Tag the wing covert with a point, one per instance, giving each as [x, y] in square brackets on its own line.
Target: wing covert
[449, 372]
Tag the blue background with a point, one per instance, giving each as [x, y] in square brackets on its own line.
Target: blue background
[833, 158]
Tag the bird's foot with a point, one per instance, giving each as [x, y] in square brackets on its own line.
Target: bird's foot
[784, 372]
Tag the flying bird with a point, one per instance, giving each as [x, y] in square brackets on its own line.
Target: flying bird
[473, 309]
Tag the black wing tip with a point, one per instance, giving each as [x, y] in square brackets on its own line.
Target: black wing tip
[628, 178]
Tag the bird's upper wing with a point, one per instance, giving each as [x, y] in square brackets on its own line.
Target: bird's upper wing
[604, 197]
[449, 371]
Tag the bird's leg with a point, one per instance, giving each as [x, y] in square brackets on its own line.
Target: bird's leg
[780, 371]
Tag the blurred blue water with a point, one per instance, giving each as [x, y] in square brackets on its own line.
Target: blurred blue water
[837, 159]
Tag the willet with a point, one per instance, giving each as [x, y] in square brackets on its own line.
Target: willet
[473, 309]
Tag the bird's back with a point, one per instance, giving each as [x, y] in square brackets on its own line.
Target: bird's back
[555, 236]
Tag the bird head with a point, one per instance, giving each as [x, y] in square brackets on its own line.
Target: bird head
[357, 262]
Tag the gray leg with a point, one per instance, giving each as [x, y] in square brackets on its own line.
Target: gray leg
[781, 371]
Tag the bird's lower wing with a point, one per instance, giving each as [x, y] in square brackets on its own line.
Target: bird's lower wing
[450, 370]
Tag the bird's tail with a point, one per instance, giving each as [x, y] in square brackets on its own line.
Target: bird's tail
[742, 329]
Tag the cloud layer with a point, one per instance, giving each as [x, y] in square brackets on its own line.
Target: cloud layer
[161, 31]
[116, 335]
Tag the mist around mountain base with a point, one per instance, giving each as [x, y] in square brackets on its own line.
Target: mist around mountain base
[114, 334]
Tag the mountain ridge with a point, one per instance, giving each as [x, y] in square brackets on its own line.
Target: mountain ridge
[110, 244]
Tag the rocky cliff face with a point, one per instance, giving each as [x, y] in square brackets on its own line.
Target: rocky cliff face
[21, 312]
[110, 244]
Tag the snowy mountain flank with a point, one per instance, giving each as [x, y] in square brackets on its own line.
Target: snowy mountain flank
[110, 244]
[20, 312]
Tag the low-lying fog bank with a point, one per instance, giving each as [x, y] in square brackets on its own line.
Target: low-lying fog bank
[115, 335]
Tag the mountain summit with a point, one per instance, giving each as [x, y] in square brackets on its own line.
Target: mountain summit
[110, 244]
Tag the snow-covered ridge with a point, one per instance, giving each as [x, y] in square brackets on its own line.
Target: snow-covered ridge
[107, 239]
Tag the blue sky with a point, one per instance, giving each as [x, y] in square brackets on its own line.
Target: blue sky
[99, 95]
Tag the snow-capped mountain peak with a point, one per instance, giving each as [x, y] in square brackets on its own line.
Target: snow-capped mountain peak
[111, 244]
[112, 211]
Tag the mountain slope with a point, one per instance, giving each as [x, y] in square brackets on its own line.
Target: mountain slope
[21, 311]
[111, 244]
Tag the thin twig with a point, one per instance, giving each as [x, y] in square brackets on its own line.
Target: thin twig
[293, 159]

◆ **Work to complete**: Recast every line of the records above as a numbered list, leaving out any blank lines.

◆ **Written response**:
1. Tag the wing covert with a point, one per instance, giving each as [x, y] in square brackets on its own line.
2. Target: wing covert
3. [449, 372]
4. Tag the blue background with a point, one per instance, giving each as [x, y] in square brackets on its own line.
5. Target: blue background
6. [833, 158]
7. Tag the bird's foot with a point, one per instance, giving each as [x, y] in square brackets on its own line.
8. Target: bird's foot
9. [784, 372]
10. Tag the flying bird with a point, one per instance, giving each as [x, y] in square brackets on its own line.
11. Target: flying bird
12. [473, 309]
13. Tag the black wing tip with a point, one per instance, giving each as [x, y] in square brackets on its own line.
14. Target: black wing tip
15. [628, 178]
16. Tag the bird's upper wing with a point, one per instance, giving each as [x, y] in square brackets on its own line.
17. Target: bird's upper wing
18. [604, 197]
19. [449, 371]
20. Tag the bird's leg with a point, one per instance, giving each as [x, y] in square brackets on its own line.
21. Target: bird's leg
22. [780, 371]
23. Tag the blurred blue water with a point, one per instance, giving each as [x, y] in square brackets on its own line.
24. Target: blurred blue water
25. [837, 159]
26. Tag the willet with a point, one per instance, giving each as [x, y] in square brackets on its own line.
27. Target: willet
28. [473, 309]
29. Tag the bird's back with a point, one per instance, giving each as [x, y] in square brackets on its own line.
30. Target: bird's back
31. [555, 236]
32. Tag the bird head with a point, one per instance, giving each as [x, y] in square brackets on its own line.
33. Target: bird head
34. [357, 262]
35. Tag the gray leg with a point, one per instance, giving each as [x, y] in square brackets on its own line.
36. Target: gray leg
37. [781, 371]
38. Tag the bird's lower wing with a point, one per instance, giving each as [x, y] in square brackets on its own line.
39. Target: bird's lower wing
40. [450, 370]
41. Tag the bird's tail with a point, one per instance, giving each as [x, y] in square brackets on its own line.
42. Target: bird's tail
43. [742, 329]
44. Tag the cloud layer with a point, one per instance, giving each as [x, y] in square brackets on its own line.
45. Target: cloud layer
46. [161, 31]
47. [116, 335]
48. Tag the mist around mountain base with a point, one per instance, giving each as [x, y] in square brackets on its own line.
49. Target: mist around mountain base
50. [114, 334]
51. Tag the mountain ridge with a point, one per instance, giving each as [x, y] in square brackets on its own line.
52. Target: mountain ridge
53. [110, 244]
54. Tag the rocky cliff face with a point, one per instance, giving each as [x, y] in square brackets on its own line.
55. Target: rocky cliff face
56. [21, 312]
57. [110, 244]
58. Tag the snowy mountain flank with a point, one per instance, giving each as [x, y] in square brackets on its own line.
59. Target: snowy mountain flank
60. [110, 244]
61. [20, 312]
62. Tag the low-lying fog bank with a point, one per instance, giving each as [x, y] in square brackets on its own line.
63. Target: low-lying fog bank
64. [115, 335]
65. Tag the mountain summit with a point, one per instance, giving each as [x, y] in square brackets on its own line.
66. Target: mountain summit
67. [110, 244]
68. Tag the snow-covered ridge with a point, one per instance, giving each as [x, y] in square brackets on its own line.
69. Target: snow-covered ridge
70. [107, 239]
71. Tag the blue sky with a point, one per instance, giving each as [x, y] in square brackets on its own line.
72. Target: blue sky
73. [99, 95]
74. Tag the snow-capped mountain peak with a point, one per instance, giving each as [x, y] in square brackets on its own line.
75. Target: snow-capped mountain peak
76. [111, 244]
77. [112, 211]
78. Tag the mountain slope with a point, one per instance, giving each as [x, y] in square brackets on its own line.
79. Target: mountain slope
80. [21, 311]
81. [111, 244]
82. Tag the thin twig with a point, one per instance, giving each as [x, y] in square brackets on its own line.
83. Target: thin twig
84. [293, 159]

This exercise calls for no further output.